* START Entries provided *

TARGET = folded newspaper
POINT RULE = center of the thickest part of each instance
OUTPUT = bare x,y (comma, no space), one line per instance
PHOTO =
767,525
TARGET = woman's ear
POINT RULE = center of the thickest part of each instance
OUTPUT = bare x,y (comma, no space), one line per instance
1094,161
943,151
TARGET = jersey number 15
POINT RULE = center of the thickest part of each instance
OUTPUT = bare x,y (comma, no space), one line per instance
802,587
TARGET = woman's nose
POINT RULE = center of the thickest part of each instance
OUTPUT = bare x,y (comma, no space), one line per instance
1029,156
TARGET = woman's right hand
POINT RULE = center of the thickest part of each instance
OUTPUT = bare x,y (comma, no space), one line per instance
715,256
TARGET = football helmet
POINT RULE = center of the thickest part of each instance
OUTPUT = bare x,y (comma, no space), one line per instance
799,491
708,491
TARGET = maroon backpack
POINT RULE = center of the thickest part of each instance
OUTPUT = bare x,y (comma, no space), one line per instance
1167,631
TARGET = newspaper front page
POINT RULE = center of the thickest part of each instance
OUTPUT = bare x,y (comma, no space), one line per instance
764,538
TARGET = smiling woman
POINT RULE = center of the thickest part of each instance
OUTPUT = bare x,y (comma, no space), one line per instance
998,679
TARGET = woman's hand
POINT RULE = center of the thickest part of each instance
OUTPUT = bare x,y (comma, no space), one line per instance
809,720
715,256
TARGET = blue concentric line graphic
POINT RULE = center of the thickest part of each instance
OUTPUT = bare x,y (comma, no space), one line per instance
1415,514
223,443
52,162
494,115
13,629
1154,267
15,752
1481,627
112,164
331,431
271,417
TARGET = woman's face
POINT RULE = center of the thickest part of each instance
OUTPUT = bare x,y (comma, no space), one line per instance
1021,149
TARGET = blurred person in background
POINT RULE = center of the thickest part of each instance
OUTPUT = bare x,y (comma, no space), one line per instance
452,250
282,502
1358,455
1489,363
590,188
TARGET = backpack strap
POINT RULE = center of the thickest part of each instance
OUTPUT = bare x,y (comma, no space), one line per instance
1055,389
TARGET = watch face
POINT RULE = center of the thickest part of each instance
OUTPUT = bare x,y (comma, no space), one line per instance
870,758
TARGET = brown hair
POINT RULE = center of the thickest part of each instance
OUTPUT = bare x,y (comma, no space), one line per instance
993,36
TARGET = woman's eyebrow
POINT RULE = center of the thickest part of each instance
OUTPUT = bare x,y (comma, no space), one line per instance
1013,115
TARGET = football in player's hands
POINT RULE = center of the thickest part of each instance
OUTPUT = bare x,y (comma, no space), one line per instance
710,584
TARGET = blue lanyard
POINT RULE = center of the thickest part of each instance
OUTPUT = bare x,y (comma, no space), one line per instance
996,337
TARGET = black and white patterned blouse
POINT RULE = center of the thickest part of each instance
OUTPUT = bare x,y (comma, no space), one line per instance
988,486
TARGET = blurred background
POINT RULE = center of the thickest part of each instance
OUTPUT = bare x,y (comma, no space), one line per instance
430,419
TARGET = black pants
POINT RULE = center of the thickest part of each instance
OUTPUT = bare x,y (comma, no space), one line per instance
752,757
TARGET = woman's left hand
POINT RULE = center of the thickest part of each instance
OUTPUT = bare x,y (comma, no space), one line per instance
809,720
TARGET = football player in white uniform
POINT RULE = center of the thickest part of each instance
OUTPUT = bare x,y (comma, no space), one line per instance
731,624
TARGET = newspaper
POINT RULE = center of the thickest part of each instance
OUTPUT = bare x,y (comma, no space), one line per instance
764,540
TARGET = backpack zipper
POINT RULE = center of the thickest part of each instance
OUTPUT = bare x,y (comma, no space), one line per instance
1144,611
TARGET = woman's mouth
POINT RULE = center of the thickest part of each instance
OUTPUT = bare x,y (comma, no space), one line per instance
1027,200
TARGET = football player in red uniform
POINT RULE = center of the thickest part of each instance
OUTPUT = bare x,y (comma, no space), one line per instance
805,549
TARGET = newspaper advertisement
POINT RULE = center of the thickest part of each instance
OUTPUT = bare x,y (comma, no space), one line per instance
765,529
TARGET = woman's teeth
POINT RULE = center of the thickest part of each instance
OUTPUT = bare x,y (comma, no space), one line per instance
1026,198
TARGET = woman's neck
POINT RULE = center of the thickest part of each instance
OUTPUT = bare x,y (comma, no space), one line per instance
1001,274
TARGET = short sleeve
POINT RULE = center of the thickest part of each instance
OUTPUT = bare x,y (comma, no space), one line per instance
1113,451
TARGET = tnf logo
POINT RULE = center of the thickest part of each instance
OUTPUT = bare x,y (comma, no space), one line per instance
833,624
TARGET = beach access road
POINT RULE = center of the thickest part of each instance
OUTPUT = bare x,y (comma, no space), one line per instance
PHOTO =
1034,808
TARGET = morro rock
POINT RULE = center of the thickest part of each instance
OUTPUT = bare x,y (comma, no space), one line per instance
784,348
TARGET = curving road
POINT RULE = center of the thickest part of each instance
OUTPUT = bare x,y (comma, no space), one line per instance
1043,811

* END Entries provided *

Given problem: Can you transcribe the items word for word, starting with the line that contains "TARGET = curving road" and going on through the end of the items?

Solution:
TARGET = curving road
POINT RULE = center of the thickest part of each instance
OUTPUT = bare x,y (comma, no space), one line per instance
1043,811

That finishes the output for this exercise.